● Natural language region descriptions:
----

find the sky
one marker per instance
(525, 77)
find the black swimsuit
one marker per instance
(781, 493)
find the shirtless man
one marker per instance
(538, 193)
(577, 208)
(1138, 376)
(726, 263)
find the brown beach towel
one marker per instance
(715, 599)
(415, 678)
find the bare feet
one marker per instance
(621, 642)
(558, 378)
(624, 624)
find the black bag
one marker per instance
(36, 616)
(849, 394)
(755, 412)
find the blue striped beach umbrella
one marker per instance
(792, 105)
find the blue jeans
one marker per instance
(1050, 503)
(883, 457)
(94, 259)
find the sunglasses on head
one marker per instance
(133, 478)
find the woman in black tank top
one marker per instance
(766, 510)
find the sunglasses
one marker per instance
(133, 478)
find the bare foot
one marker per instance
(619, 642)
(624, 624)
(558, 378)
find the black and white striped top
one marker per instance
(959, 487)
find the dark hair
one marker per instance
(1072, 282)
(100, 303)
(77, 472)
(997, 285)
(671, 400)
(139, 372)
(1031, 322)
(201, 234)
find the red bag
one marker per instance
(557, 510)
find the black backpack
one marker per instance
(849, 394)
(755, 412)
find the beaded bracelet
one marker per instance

----

● What is needed: Copy out the lines starting at the one containing "find the dark hair" and ending with the last line of the entries. Include nothing else.

● Output for this exercise:
find the dark hair
one marker per instance
(1072, 282)
(100, 303)
(77, 472)
(997, 285)
(671, 400)
(139, 372)
(1031, 322)
(201, 234)
find the red bag
one marker per instance
(557, 510)
find the black backpack
one marker per instance
(849, 394)
(755, 412)
find the beaded bracelet
one marker per instance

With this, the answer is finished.